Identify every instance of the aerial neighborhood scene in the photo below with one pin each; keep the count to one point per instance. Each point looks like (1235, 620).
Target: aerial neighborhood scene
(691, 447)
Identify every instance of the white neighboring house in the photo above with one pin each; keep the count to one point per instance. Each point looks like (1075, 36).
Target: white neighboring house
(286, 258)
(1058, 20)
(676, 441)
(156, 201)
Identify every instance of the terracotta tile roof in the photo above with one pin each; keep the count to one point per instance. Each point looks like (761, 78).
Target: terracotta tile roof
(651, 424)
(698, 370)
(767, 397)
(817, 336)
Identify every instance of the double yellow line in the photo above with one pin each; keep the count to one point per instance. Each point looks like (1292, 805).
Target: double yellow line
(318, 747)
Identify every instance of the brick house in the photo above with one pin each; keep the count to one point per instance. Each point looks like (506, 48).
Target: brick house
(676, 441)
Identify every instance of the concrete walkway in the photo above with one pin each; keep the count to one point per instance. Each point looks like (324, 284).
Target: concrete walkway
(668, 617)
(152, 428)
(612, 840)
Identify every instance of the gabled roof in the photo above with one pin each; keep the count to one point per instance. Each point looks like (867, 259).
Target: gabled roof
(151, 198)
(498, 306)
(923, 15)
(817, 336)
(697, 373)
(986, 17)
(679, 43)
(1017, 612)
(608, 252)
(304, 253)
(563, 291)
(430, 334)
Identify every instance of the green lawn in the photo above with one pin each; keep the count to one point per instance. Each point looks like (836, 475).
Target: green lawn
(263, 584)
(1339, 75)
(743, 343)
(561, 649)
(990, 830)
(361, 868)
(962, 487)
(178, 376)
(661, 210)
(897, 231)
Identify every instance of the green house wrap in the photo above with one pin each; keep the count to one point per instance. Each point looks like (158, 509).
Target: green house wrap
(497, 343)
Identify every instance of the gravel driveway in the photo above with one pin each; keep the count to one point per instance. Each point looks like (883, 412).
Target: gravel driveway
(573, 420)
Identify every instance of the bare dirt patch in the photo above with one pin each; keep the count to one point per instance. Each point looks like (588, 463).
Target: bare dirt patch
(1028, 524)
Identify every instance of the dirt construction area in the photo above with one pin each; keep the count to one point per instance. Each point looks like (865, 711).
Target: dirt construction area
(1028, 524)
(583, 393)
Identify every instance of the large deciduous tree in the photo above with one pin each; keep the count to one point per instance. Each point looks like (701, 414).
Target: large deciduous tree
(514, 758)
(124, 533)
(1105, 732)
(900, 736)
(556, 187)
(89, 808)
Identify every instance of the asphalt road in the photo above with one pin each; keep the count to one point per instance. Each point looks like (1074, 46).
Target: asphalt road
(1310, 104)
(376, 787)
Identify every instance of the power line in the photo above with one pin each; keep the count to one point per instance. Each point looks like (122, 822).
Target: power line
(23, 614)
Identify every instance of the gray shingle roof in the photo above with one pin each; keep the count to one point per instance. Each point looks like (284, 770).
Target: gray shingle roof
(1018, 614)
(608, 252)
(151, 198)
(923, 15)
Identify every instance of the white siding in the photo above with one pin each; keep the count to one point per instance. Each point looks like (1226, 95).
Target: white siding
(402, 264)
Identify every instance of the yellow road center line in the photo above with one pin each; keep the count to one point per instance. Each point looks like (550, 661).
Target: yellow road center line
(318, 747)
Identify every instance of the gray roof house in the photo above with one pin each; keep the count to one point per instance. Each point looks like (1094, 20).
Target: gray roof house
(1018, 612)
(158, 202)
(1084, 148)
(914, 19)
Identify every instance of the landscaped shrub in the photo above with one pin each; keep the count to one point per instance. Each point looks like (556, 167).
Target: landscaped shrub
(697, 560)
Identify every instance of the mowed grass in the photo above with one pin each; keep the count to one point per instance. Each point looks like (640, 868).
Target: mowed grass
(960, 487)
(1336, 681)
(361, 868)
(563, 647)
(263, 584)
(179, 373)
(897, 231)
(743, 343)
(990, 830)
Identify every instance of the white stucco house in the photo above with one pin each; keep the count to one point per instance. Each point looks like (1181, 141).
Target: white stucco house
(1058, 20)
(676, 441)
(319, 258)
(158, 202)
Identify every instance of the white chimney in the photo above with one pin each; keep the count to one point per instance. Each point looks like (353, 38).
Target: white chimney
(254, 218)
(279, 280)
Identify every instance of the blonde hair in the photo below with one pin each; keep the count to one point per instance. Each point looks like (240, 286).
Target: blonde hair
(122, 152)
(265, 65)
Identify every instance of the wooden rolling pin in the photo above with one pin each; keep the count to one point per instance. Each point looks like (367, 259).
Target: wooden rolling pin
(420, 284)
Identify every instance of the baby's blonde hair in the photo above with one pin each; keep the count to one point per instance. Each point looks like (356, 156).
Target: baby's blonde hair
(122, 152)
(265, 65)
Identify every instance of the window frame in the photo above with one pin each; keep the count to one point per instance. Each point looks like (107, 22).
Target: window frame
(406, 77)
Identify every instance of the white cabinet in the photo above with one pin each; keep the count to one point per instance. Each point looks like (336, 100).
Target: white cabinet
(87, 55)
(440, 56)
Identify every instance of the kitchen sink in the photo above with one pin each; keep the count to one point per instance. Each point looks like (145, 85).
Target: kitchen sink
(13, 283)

What to produce ▸
What lines in the listing above contain the word "below"? Show each one.

Written answer ▸
Identify every instance of the aerial neighborhood scene in the photo below with one pin each; keep the count to one point per instance. Each point looks like (1235, 620).
Identify every instance of the blonde hair in the photo below with one pin each; keep the count to one point per instance. Each point looks like (240, 286).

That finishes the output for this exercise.